### [Records excerpted from a collection]

--------------------------------------------------

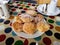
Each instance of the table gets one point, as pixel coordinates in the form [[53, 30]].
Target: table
[[8, 37]]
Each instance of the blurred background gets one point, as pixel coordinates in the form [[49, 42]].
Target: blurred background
[[37, 1]]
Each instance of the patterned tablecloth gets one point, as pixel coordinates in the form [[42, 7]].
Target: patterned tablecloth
[[8, 37]]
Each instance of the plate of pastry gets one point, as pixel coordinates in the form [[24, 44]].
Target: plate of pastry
[[29, 25]]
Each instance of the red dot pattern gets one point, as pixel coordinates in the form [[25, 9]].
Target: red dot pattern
[[46, 40], [26, 42], [51, 26]]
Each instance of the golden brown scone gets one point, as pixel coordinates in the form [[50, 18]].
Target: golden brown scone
[[38, 18], [29, 28], [42, 27], [17, 18], [31, 12], [17, 26], [26, 18]]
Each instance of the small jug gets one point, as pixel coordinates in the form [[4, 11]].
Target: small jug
[[3, 9]]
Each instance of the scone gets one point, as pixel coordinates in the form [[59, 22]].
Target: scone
[[17, 26], [42, 27], [31, 12], [26, 18], [17, 18], [29, 28], [38, 18]]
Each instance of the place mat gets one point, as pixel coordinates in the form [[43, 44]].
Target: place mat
[[8, 37]]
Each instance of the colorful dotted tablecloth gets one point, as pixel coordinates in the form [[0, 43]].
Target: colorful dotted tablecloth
[[8, 37]]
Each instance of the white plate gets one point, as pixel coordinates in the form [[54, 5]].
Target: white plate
[[40, 8], [25, 35]]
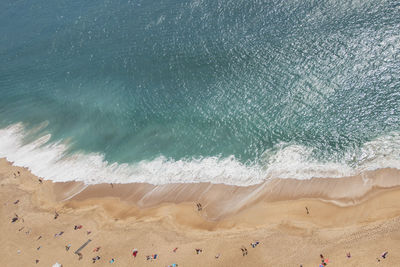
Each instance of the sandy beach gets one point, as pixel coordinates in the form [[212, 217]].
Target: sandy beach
[[358, 215]]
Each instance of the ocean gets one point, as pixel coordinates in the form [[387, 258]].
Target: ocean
[[220, 91]]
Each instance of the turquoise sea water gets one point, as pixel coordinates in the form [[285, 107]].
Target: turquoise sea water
[[183, 91]]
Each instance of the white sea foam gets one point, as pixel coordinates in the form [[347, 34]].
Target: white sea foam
[[50, 161]]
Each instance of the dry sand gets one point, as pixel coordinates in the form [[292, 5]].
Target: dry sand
[[359, 214]]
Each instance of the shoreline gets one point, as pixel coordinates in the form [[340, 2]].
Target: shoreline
[[358, 214]]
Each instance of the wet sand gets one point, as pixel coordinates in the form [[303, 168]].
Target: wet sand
[[359, 214]]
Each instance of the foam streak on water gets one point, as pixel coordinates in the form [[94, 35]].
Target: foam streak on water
[[51, 161]]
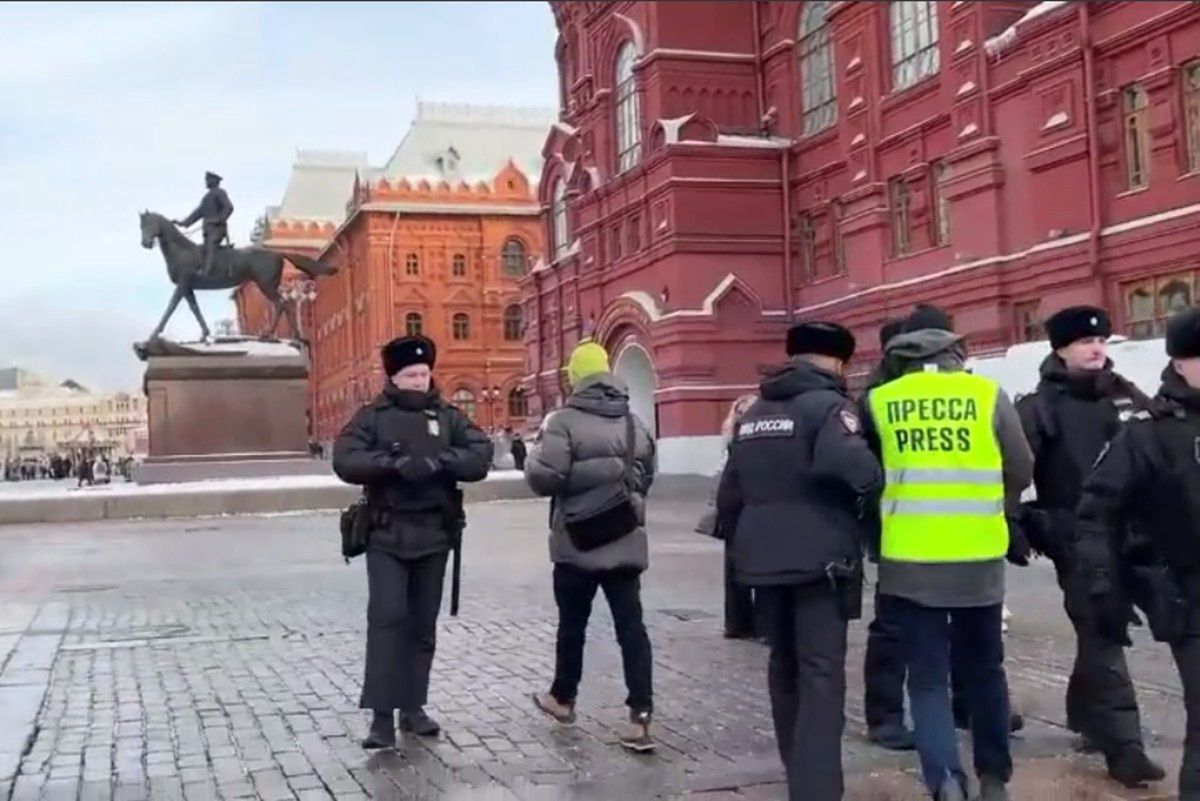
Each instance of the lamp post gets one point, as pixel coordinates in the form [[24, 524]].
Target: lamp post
[[491, 396], [299, 294]]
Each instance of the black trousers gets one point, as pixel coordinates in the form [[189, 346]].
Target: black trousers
[[807, 678], [405, 596], [574, 592], [1187, 658], [883, 668], [1101, 700], [739, 607]]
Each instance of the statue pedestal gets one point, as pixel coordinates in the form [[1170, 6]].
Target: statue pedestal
[[226, 410]]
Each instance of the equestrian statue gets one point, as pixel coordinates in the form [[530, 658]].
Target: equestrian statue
[[207, 266]]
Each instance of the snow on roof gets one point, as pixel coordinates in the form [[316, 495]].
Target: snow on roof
[[1002, 41], [319, 185], [471, 143]]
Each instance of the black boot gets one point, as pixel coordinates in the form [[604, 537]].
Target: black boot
[[382, 733], [418, 722], [1132, 768]]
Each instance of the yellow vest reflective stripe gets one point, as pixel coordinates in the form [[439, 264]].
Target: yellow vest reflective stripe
[[945, 494]]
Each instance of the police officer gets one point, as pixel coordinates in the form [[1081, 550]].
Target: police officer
[[1139, 528], [883, 672], [408, 449], [791, 495], [1079, 407], [953, 453], [215, 210]]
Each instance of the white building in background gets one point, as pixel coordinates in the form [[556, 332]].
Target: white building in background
[[41, 419]]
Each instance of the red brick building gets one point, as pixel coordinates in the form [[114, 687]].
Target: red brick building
[[432, 242], [724, 168]]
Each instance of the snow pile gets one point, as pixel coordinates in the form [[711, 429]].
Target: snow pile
[[1002, 41], [42, 489], [249, 345]]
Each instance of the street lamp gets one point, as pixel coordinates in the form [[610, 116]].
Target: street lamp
[[299, 293], [491, 397]]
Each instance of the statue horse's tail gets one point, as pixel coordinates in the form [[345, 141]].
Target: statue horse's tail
[[312, 267]]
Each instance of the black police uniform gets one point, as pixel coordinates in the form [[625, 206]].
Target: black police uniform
[[1067, 422], [1150, 476], [408, 450], [883, 666], [791, 494]]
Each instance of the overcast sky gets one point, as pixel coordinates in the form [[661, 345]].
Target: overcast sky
[[111, 108]]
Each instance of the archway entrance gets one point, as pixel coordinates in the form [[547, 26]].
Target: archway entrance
[[635, 368]]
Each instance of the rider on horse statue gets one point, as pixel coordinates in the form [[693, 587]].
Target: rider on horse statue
[[215, 209]]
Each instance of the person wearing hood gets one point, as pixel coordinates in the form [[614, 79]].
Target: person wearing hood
[[1078, 408], [791, 497], [595, 461], [408, 450], [955, 459], [1138, 528]]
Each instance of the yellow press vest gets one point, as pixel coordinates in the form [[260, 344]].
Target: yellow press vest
[[945, 494]]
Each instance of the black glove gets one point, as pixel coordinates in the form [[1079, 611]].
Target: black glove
[[413, 468], [1019, 549], [1111, 618]]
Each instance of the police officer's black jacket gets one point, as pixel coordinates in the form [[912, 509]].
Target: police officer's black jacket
[[409, 517], [797, 475], [1068, 421], [1139, 517]]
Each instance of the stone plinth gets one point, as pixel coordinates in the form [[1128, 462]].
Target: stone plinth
[[234, 408]]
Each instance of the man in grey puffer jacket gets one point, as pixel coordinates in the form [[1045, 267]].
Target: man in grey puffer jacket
[[580, 462]]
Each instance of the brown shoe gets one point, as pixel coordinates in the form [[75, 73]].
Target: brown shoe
[[637, 734], [556, 709]]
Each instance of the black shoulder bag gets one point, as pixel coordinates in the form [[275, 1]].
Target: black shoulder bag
[[616, 518]]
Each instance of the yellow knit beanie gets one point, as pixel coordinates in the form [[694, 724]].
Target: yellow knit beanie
[[587, 360]]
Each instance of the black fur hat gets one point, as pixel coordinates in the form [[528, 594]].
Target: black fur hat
[[406, 351], [927, 315], [1078, 323], [821, 338]]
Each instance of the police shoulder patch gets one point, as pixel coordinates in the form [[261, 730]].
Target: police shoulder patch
[[779, 426]]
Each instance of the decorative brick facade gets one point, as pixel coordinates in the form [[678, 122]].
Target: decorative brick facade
[[1000, 158]]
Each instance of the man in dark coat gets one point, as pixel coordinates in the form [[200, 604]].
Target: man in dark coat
[[798, 475], [215, 210], [589, 453], [1078, 408], [408, 449], [1138, 525], [883, 668]]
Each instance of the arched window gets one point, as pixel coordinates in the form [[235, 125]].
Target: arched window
[[465, 399], [514, 324], [629, 125], [913, 41], [461, 326], [817, 78], [1137, 104], [519, 404], [558, 217], [513, 258]]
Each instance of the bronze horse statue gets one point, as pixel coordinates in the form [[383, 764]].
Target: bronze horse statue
[[231, 269]]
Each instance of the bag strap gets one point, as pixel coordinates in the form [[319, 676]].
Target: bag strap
[[630, 445]]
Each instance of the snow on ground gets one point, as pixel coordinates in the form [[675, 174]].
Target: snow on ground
[[41, 489]]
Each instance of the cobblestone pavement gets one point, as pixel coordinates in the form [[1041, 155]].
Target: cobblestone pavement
[[221, 658]]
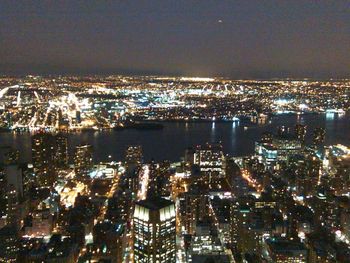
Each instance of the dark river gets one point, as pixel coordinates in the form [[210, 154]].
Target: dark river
[[170, 142]]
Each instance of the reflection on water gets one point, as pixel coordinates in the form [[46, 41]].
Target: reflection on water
[[171, 142]]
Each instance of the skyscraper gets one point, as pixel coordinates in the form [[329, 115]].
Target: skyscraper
[[61, 150], [319, 136], [43, 156], [154, 231], [300, 132], [133, 162], [83, 161]]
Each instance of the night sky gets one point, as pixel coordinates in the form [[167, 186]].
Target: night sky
[[238, 39]]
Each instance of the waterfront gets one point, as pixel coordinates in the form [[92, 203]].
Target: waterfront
[[170, 143]]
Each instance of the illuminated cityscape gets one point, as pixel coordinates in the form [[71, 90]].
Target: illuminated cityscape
[[175, 131], [287, 201]]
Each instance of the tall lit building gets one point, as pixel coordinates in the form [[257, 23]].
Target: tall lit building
[[154, 231], [133, 162], [300, 132], [319, 136], [83, 161], [210, 159], [43, 156], [61, 150]]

--------------------------------------------------

### [Task requirements]
Above are the records. Copy the lines beginning at the one that has "Each instance of the plate" and ending with the one that has "Each instance of the golden", unchanged.

### [Written solution]
Each instance of the plate of pastry gets one point, as pixel coordinates in the form [[24, 44]].
Target: plate of pastry
[[29, 25]]
Each instance of the red dot pattern gets one point, as pixel coordinates in the form [[25, 9]].
Target: red dot pattern
[[46, 40], [26, 42], [51, 26]]
Each instance of the golden brown scone gets one point, as pixel coordinates in the form [[50, 18]].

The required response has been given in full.